=== ENTRIES SUPPLIED ===
────────

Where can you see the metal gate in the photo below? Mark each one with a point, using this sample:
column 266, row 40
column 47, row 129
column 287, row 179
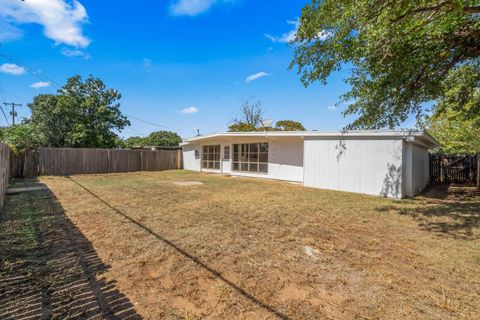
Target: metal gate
column 445, row 168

────────

=== SHORT TASK ===
Rewrite the records above, replacing every "metal gate" with "iron gate" and changing nothing else. Leave the pictures out.

=== ANSWER TO THE PROBLEM ===
Where can you see the iron gate in the photo below? Mark each one with a point, using this sample:
column 266, row 40
column 47, row 129
column 287, row 179
Target: iron gate
column 445, row 168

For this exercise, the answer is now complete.